> [TASK PROMPT]:
Leaving the pictures aside, repeat every line below exactly.

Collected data
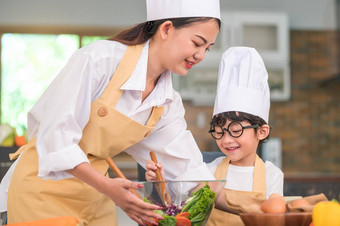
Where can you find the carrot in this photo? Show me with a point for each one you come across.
(55, 221)
(182, 221)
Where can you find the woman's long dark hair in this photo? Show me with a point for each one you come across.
(144, 31)
(221, 119)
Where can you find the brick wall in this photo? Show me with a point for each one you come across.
(309, 123)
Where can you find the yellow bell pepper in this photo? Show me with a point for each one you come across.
(326, 213)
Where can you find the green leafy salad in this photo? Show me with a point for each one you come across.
(194, 211)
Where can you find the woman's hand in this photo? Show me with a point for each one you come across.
(150, 174)
(118, 190)
(133, 206)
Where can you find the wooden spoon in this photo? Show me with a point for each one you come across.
(120, 174)
(166, 199)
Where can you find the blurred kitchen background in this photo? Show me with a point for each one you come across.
(298, 40)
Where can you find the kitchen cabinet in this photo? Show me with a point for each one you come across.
(267, 32)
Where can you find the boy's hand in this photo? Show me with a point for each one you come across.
(150, 174)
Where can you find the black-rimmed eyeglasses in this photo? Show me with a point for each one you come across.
(235, 129)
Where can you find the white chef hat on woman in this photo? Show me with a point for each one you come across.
(164, 9)
(242, 83)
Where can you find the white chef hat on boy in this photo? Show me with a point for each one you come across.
(242, 83)
(163, 9)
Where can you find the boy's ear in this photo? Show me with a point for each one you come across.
(164, 29)
(263, 131)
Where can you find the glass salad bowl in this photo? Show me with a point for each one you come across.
(183, 201)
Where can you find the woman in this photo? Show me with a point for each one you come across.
(113, 96)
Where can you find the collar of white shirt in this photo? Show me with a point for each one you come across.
(163, 90)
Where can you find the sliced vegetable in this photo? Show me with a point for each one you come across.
(182, 221)
(167, 221)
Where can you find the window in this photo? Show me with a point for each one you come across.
(29, 62)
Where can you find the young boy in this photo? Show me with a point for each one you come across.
(239, 125)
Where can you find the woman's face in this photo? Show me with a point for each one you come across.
(187, 46)
(241, 150)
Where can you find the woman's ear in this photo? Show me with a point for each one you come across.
(263, 131)
(165, 28)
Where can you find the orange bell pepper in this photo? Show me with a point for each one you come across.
(326, 213)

> [TASK ANSWER]:
Where can you find the carrot in this photo? Show me with a point for each one you come across.
(55, 221)
(182, 221)
Where can you find the woman's long dark hair in this photo? Show me with a point for each one you come across.
(144, 31)
(221, 119)
Where can you find the brick wall in this photo? Show me with a point for each one you come across.
(309, 123)
Where can you find the yellow bell pepper in this photo? Show me with a point for each one you come across.
(326, 213)
Where can you find the green leafy salad in this photo? Show me with a point for each one you come across.
(194, 211)
Where can you find the woman's hand in this photo? Show me with a point for each one you come across.
(150, 174)
(118, 190)
(133, 206)
Where can you find the wooden spoon in this photo? Show me with a point for each one you come across.
(120, 174)
(166, 199)
Where can you find the blurred kitchen background in this photo? Show me with a point for each one you come across.
(298, 40)
Where can you find the kitchen cabinet in this photo? Show me with a point for each one you come across.
(267, 32)
Where can you find the boy's hand in this photo? Show me with a point for each one you come across.
(150, 174)
Where can you find the black-rimmed eyeglasses in this photo? Show me with a point for each one you come across.
(235, 129)
Where can you find the white chef hat on woman in this photo? Show me with a point for each one you come across.
(164, 9)
(242, 83)
Where can you find the white chef hat on boy in this photo? Show me with a point for each one you come across.
(242, 83)
(163, 9)
Where can you find the boy's ear in this photo? Show me with a point for each one you come across.
(164, 29)
(263, 131)
Where can you find the glass salad bowl in this photo? Show me with a point for each one you come across.
(183, 201)
Where can you find the woman in this photo? Show me with a point for each one you come across.
(113, 96)
Where can you find the collar of white shirt in this photo? Show me with a point for each one you come across.
(163, 90)
Where can you find the sliced vegetable in this photo? Show me with a point for each one you come across.
(182, 221)
(167, 221)
Where can you find the window in this photo? Show me with a point for each one you come across.
(29, 62)
Where can you find the young boy in this photo? Show me with a point for each one you come across.
(239, 125)
Where can you find the woman's face in this photo? Show me with a point for each one you come across.
(187, 46)
(241, 150)
Where can you find the woman's ear in this photo? Show me with a point for each one you come across.
(263, 131)
(165, 28)
Where can you find the orange bell pepper in this photo? Show me with a point for each one you come across.
(326, 213)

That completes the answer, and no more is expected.